▶ _AIM 1_
Count how many lines in the listing below contain the string "dirt". Reply with only the number.

▶ _PAGE EXTRACT_
++++++
Ahhhh. The snowpiles have been reduced to the ones we see, filthy and gray, pushed aside in parking lots. The birds are making enough noise in the morning to make it thoroughly hard to fall back asleep if one awakens at 5:30 a.m. to use the commode (and also if one has ADHD and notices every. little. sound). The dogs are darkening the kitchen floor with layers of mud, brought in from each trip out back because where we once had “grass” we now have “dirt.” The kids are beginning to wear shorts to school (despite the temperatures not making it out of the lower 40s). There are no buds on the trees yet, but I did glimpse three crocuses poking defiantly out of the ground at one of my piano student’s houses.
It would appear that spring is – finally – officially springing, which can mean one thing: it’s baseball season.
For… oh… as long as I can remember, I guess, I’ve enjoyed baseball. Or, should I clarify, I enjoy watching and cheering on baseball. (I am terrible at the actual mechanics of baseball, myself, although I did play softball when I was in fifth grade and my dad proudly said I had “the nicest practice swing of anybody on the team.” I couldn’t hit the ball to save my soul, mind you, but my swing was beautiful.)
I grew up in a staunchly Yankees-rooting house, and they became “my” team sometime in high school. Right around the time I graduated from college, the Bronx Bombers acquired some incredible players – Jeter, Rivera, Pettitte – and went on a hot streak, scooping up several World Series titles in quick succession, and it became even more fun to be a fan of the team. (That’s one of the benefits of rooting for the winningest team in all of professional sports; I recommend it. Although this year hasn’t started off quite so grandly. Hm.)
Playoffs, 2004, with Ella on board. I’m normally an avoid-messing-with-the-pregnant-belly-at-all-costs-because-ew-gross kind of person, but how often do you get to get to dress up like a baseball when your team is in the playoffs??
Okay, it’s still pretty ew-gross. Fair enough.
Nick had the misfortune, sports-wise, of growing up in St. Paul, which made it natural for the Twins to become his team. I married him anyway, and have grown to root for the Twins myself (so long as they’re not playing the Yanks). In fact, the only MLB game that either of our girls has attended was a Twins game, back in ’05 when Ella was new.
It may have been a Twinkies game, but she’s still in proper Yankees gear. Duh.
++++++
▶ _INFORMATION GIVEN_

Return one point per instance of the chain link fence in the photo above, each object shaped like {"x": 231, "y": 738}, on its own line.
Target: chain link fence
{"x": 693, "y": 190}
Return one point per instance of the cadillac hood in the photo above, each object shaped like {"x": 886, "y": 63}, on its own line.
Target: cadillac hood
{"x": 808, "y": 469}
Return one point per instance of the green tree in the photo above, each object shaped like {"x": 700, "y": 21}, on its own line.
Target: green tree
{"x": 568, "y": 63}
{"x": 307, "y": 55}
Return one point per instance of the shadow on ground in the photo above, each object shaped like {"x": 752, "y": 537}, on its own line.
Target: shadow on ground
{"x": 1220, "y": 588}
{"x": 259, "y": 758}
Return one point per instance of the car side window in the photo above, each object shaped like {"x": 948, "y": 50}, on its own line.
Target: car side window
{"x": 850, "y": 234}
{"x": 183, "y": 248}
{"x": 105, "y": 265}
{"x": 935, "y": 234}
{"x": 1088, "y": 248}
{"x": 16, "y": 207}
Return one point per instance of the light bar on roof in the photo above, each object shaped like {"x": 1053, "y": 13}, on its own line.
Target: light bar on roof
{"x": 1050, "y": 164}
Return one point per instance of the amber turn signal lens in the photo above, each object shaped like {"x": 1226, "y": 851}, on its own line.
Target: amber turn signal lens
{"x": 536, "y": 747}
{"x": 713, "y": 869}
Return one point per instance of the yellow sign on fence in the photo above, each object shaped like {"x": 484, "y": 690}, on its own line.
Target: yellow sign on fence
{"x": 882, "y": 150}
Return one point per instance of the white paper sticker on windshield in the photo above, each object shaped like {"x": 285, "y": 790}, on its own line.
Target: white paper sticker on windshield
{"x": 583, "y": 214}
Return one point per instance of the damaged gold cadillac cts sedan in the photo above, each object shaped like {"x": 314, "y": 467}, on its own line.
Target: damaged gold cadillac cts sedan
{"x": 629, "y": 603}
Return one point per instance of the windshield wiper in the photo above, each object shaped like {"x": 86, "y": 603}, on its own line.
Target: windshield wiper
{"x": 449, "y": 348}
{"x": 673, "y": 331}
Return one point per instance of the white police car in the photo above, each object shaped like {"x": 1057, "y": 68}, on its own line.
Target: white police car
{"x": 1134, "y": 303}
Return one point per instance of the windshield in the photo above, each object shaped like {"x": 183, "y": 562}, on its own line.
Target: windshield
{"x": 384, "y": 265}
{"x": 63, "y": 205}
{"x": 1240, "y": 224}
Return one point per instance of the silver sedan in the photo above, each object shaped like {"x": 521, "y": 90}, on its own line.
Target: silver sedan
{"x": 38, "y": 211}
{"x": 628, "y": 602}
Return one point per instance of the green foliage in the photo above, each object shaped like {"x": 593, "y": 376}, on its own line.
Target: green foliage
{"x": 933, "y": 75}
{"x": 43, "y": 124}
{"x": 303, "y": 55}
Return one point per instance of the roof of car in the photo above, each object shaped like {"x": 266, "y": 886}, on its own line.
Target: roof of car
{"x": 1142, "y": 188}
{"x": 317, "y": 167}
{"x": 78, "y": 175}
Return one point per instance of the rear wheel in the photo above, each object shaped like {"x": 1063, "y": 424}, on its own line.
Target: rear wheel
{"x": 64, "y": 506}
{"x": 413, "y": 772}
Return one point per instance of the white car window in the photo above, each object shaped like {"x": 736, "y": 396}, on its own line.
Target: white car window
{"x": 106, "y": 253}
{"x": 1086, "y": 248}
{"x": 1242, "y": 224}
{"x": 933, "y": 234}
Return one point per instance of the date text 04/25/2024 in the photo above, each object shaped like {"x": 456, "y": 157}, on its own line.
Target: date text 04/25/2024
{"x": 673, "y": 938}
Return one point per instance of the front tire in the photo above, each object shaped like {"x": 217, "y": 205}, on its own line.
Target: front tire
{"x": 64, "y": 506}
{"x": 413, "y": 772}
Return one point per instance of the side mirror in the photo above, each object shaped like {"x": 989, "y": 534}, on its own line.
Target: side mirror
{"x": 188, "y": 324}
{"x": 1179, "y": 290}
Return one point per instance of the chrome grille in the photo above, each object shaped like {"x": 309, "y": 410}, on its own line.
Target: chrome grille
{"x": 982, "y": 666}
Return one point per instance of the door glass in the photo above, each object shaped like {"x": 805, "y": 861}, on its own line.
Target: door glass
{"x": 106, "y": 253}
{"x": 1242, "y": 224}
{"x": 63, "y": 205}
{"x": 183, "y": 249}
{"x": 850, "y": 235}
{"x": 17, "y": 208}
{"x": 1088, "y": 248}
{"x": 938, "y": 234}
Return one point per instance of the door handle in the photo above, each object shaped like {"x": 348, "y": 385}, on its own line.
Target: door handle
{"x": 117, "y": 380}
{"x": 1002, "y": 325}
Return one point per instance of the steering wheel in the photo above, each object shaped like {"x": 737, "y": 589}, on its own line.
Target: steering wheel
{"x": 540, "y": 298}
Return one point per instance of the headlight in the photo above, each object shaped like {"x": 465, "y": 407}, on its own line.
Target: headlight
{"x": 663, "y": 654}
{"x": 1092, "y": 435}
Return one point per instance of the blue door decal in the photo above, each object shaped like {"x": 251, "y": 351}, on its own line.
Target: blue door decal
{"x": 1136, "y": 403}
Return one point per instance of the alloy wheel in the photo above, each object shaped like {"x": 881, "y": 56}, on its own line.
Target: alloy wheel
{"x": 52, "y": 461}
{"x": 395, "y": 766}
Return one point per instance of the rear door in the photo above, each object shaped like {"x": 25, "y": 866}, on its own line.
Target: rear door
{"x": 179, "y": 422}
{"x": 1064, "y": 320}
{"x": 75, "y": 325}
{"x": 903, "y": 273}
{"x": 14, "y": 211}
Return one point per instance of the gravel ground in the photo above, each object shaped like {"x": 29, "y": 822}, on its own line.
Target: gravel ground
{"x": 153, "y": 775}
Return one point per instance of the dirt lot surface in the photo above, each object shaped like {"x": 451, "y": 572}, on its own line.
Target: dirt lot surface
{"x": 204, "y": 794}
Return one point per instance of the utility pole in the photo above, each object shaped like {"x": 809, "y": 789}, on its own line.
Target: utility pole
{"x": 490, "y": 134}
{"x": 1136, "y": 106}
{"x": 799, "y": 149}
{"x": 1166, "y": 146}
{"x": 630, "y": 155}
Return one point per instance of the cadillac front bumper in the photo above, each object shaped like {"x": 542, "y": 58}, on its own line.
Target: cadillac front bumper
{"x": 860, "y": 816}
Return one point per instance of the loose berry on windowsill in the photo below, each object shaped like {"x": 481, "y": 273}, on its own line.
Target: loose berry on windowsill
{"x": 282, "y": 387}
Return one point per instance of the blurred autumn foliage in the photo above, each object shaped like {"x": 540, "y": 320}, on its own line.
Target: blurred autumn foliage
++++++
▶ _AIM 2_
List every baseball player named in the post about spring and baseball.

▶ _EXERCISE ANSWER 1_
2

▶ _EXERCISE ANSWER 2_
Jeter
Rivera
Pettitte